*Task goal*.
Look over the listing below and report how many of its lines contain the string "balcony", with no other words.
=== Begin Enclosure ===
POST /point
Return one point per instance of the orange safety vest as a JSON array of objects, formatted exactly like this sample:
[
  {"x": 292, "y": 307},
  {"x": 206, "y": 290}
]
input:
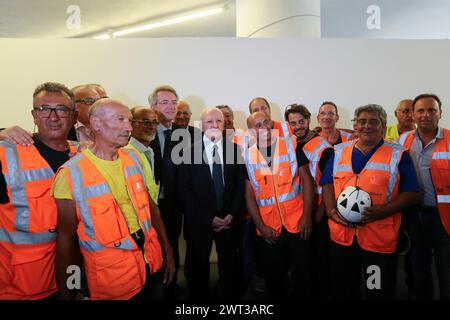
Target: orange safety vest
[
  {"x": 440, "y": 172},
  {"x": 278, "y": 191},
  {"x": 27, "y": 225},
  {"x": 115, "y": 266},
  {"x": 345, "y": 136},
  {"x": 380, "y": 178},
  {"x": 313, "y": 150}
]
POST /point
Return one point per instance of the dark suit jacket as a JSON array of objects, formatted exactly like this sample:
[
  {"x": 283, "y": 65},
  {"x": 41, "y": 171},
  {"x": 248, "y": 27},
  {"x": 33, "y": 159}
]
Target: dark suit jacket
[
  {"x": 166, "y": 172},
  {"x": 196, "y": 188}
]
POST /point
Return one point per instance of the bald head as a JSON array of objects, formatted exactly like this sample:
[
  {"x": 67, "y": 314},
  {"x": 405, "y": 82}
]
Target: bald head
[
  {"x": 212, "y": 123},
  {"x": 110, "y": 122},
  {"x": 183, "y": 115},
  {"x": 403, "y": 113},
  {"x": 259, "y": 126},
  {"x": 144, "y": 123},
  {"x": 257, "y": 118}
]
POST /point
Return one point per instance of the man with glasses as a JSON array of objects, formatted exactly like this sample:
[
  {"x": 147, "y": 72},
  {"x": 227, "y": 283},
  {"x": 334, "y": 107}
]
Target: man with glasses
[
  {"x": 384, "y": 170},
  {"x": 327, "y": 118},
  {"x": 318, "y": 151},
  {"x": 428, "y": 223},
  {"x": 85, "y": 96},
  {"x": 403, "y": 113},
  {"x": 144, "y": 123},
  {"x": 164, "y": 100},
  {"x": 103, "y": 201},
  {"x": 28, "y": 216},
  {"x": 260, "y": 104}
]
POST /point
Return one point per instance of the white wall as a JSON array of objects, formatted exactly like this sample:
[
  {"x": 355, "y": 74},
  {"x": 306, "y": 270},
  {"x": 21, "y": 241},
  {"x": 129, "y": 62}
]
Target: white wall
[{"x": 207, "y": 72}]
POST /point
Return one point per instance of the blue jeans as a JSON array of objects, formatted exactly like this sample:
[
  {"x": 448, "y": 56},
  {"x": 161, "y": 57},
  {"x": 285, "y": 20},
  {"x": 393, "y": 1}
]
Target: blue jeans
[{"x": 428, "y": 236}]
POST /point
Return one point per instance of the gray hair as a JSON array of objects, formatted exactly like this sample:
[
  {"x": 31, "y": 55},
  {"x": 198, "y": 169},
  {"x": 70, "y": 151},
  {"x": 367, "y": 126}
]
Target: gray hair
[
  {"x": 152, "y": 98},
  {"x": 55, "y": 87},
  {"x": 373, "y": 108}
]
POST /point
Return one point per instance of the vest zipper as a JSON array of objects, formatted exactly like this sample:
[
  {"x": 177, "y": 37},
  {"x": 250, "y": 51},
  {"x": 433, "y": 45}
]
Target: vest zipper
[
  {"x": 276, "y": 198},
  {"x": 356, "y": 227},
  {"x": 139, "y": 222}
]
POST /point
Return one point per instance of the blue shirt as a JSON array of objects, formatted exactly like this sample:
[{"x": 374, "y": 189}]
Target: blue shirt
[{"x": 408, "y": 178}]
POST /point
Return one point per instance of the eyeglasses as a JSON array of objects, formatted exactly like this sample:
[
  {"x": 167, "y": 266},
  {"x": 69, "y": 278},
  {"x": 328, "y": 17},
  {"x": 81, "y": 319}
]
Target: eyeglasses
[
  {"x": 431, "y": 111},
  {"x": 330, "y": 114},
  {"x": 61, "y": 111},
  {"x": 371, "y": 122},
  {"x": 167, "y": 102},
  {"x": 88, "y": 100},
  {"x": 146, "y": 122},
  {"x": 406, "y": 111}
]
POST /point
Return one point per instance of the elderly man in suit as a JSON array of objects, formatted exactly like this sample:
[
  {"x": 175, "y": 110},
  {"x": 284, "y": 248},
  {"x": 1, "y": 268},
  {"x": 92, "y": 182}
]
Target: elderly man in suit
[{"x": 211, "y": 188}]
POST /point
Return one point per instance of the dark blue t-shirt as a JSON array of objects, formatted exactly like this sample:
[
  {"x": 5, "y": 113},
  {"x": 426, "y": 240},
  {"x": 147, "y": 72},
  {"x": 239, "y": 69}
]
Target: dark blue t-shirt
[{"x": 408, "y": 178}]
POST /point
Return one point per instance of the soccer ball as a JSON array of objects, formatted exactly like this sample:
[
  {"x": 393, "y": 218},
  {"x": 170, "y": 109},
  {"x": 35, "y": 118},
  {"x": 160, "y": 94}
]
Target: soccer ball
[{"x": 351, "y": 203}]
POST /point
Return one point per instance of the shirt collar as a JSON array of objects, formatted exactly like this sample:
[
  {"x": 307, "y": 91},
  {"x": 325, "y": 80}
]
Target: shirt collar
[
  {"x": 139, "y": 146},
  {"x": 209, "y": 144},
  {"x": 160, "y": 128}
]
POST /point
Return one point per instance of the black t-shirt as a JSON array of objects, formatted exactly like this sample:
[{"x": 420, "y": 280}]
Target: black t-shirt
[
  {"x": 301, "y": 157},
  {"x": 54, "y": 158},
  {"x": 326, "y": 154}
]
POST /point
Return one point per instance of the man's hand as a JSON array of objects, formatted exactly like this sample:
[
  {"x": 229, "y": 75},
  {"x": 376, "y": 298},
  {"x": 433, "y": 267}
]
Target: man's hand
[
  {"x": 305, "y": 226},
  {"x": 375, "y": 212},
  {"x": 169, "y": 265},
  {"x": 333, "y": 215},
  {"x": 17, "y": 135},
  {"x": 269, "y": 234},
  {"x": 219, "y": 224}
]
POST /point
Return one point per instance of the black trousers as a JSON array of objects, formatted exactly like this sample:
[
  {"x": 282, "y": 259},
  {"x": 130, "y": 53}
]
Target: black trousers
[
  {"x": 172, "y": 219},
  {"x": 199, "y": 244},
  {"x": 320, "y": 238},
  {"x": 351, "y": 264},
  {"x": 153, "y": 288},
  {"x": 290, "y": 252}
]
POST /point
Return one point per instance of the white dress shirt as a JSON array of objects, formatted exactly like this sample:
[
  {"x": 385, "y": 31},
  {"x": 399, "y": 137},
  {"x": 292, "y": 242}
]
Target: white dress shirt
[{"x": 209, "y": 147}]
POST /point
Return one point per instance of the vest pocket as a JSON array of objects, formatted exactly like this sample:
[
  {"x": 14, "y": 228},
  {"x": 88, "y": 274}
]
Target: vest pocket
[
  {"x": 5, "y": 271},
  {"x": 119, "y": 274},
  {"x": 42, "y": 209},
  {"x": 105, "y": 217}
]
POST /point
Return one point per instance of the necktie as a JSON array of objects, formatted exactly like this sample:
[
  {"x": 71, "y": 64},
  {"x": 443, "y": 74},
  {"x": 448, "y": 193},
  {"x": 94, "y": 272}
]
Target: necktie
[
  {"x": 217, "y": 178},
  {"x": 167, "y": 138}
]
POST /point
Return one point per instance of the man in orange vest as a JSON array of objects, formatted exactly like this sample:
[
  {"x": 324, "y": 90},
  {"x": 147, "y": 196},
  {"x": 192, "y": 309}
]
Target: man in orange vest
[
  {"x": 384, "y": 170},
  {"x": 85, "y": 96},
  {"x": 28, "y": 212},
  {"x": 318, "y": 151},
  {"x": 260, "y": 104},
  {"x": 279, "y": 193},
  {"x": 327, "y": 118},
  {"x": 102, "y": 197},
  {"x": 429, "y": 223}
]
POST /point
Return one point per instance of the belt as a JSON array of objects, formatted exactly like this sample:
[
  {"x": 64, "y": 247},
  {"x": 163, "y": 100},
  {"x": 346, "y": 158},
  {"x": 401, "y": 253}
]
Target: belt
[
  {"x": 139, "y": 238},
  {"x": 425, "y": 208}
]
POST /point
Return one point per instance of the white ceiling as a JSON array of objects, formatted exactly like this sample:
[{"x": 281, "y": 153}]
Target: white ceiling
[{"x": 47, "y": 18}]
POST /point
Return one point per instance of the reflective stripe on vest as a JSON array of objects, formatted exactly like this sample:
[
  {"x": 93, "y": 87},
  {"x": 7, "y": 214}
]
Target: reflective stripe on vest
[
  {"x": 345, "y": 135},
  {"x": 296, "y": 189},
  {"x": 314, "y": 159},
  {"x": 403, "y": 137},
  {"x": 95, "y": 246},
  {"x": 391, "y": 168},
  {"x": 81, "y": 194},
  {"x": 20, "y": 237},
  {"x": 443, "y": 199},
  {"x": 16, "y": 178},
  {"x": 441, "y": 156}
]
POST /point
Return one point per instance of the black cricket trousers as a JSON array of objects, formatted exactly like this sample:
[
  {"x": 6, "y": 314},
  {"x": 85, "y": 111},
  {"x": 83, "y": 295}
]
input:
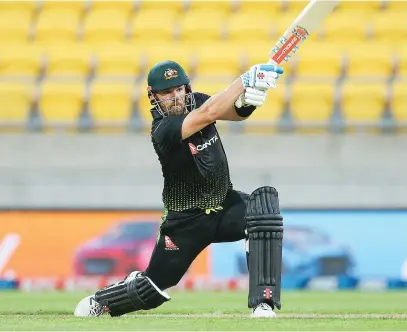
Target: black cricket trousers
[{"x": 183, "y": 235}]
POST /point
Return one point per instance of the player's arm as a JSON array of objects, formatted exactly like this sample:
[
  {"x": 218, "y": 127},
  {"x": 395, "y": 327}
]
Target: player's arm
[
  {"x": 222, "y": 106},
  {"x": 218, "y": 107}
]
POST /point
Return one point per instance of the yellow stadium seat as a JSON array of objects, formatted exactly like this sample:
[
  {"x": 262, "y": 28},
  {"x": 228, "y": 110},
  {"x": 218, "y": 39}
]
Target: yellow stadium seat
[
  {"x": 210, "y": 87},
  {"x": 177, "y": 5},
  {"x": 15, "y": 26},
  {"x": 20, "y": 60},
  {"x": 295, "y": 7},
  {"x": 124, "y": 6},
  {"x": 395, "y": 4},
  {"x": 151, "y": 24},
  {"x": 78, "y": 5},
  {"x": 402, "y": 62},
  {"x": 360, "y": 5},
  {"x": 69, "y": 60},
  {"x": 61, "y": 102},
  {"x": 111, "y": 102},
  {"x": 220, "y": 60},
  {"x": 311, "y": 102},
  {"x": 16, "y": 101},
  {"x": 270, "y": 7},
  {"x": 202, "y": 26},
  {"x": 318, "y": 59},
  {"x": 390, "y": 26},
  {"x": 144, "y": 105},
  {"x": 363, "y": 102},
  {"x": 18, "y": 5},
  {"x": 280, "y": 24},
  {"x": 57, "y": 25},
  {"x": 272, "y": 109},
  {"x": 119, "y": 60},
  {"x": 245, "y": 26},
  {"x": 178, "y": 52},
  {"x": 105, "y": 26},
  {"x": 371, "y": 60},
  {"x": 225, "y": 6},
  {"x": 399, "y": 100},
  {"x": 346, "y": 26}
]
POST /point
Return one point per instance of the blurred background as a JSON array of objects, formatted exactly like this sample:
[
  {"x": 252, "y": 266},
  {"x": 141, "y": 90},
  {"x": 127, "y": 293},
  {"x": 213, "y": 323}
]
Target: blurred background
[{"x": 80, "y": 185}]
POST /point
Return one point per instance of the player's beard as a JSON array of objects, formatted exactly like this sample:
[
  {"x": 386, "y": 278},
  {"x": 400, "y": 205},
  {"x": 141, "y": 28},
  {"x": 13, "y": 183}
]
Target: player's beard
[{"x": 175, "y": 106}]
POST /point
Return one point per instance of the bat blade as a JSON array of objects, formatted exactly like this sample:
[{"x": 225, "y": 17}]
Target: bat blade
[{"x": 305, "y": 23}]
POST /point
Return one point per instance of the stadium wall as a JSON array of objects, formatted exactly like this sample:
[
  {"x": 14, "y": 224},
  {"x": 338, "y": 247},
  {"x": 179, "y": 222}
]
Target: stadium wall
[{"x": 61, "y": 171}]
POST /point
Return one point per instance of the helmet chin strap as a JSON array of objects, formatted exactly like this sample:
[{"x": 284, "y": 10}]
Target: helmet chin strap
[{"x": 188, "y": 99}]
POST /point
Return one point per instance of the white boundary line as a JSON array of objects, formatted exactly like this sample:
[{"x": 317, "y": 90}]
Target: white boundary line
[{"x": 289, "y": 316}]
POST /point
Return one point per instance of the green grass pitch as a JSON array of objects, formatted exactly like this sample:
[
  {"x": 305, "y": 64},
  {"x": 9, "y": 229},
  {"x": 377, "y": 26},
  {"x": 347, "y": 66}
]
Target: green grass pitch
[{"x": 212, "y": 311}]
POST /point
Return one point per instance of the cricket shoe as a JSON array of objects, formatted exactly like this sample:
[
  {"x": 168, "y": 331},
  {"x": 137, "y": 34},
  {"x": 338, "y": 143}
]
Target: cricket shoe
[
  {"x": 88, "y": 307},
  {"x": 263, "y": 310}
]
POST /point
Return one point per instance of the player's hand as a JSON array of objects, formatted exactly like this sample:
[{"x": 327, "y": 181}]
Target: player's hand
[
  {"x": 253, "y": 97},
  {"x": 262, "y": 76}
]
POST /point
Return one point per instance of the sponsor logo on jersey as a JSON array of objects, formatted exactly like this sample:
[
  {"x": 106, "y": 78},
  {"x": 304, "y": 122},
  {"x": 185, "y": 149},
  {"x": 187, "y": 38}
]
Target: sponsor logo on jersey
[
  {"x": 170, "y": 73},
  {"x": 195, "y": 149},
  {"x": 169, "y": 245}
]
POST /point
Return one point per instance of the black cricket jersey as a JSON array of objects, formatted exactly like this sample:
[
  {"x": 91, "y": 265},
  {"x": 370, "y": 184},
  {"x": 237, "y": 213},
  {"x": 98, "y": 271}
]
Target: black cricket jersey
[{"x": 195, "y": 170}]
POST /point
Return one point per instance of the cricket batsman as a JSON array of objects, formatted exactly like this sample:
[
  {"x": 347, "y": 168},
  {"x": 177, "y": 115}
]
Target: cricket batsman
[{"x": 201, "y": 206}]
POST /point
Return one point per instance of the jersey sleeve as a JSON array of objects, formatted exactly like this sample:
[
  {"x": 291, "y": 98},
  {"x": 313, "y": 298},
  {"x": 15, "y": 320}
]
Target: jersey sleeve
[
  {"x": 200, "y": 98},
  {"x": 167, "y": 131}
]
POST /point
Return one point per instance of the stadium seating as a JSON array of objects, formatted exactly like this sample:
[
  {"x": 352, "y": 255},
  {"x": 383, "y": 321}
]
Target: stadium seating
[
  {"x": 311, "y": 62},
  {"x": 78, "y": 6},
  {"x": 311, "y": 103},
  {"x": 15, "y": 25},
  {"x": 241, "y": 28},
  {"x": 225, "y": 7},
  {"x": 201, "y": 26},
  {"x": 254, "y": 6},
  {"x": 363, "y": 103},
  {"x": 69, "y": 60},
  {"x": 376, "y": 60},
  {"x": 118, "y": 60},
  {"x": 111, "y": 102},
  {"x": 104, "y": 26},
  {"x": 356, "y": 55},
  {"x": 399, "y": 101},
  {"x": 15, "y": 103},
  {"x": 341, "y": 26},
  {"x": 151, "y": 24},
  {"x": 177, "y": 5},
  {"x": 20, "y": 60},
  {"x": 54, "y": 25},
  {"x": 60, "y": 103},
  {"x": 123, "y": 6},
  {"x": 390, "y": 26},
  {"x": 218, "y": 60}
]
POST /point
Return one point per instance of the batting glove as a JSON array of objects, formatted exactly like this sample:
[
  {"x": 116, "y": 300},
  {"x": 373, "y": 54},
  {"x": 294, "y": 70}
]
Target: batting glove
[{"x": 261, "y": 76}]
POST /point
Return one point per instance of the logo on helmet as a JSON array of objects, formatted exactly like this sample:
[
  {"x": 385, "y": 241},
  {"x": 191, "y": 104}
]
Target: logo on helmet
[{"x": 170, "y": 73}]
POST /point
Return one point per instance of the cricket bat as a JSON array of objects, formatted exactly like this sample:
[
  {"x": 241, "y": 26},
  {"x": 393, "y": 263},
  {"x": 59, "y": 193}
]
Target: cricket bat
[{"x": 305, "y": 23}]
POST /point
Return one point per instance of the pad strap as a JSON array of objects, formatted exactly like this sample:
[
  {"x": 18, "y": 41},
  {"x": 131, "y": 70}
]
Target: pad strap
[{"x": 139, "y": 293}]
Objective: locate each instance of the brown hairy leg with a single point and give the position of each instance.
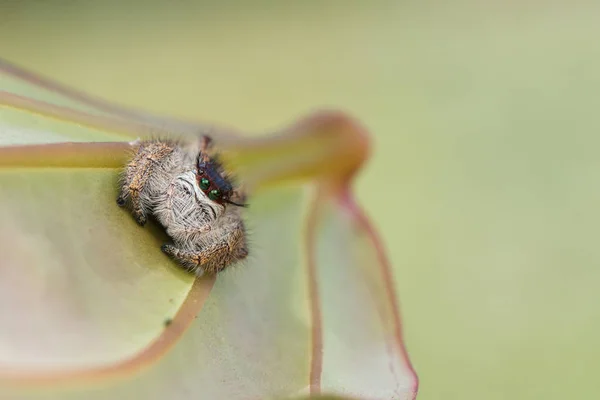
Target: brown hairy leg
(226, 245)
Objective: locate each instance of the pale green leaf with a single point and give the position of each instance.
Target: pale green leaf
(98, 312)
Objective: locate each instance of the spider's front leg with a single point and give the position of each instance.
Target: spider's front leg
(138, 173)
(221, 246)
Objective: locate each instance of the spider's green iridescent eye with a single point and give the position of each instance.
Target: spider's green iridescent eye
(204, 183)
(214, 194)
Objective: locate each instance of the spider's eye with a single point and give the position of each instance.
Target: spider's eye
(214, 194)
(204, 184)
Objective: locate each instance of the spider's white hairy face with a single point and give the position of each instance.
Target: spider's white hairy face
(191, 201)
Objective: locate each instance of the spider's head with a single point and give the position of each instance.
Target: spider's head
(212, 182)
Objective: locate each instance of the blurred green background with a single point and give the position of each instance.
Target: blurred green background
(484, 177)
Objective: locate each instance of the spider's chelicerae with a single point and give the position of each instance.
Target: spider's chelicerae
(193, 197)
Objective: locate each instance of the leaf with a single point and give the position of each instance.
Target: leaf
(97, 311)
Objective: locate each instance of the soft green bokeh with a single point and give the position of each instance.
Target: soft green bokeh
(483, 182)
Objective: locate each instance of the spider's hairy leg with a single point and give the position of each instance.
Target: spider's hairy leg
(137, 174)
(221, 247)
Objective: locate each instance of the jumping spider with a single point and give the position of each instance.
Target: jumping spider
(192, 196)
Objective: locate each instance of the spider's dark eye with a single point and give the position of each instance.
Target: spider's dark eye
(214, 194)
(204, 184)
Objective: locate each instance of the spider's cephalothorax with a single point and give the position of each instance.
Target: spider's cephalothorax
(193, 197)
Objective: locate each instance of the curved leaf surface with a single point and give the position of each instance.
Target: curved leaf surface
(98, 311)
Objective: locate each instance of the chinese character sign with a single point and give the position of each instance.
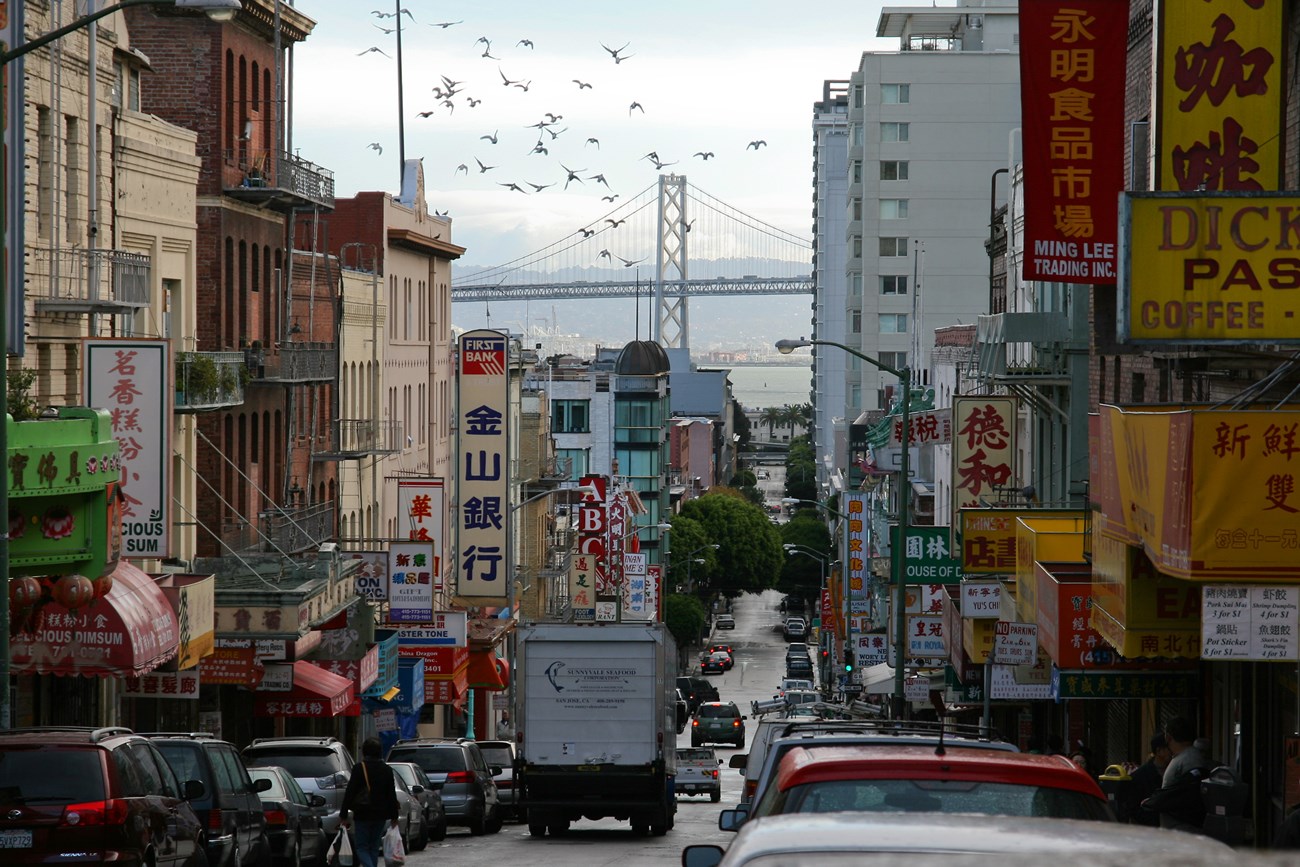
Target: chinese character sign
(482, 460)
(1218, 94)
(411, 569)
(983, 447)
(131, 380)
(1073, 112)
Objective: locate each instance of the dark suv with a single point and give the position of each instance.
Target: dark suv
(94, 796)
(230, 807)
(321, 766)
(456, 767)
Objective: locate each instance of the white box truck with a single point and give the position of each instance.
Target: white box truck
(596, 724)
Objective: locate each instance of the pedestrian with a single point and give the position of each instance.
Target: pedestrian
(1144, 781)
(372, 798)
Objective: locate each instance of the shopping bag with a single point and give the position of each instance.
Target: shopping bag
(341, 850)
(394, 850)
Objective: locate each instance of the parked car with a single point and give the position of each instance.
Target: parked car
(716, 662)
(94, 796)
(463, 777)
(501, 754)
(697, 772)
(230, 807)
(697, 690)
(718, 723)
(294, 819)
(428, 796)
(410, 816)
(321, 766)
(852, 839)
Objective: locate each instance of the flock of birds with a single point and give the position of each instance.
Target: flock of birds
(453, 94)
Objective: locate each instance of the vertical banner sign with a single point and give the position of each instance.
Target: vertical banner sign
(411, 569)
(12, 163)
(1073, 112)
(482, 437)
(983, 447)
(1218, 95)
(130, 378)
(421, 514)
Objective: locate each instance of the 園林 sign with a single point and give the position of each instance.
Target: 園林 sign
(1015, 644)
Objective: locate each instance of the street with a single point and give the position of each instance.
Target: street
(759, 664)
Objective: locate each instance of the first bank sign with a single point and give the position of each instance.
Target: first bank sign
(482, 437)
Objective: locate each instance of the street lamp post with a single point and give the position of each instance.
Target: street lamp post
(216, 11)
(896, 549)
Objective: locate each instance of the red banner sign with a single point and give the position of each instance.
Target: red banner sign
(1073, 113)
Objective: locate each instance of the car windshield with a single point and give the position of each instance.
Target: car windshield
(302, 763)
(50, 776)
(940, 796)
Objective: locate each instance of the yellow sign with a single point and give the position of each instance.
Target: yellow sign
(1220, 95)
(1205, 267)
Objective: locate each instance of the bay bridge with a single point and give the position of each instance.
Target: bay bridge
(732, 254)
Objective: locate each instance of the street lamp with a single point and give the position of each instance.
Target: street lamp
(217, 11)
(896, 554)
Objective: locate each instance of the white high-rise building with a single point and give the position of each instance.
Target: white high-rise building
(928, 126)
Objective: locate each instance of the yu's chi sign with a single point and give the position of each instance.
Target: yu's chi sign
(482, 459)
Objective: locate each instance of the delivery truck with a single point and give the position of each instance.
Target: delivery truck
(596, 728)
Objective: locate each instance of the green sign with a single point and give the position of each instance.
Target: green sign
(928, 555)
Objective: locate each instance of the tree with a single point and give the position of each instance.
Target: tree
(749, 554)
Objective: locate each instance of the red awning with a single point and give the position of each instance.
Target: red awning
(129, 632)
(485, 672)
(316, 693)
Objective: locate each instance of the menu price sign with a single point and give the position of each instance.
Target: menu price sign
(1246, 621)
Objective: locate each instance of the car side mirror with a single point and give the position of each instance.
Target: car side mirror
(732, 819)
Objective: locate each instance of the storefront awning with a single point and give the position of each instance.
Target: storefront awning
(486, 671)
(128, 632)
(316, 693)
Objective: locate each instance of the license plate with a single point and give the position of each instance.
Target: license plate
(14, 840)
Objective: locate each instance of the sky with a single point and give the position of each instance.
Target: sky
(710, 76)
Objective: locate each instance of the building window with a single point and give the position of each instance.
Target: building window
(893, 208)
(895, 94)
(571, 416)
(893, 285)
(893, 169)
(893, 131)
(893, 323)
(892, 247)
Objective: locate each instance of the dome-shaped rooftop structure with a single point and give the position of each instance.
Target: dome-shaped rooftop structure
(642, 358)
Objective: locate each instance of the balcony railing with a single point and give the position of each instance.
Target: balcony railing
=== End Enclosure ===
*Exercise response*.
2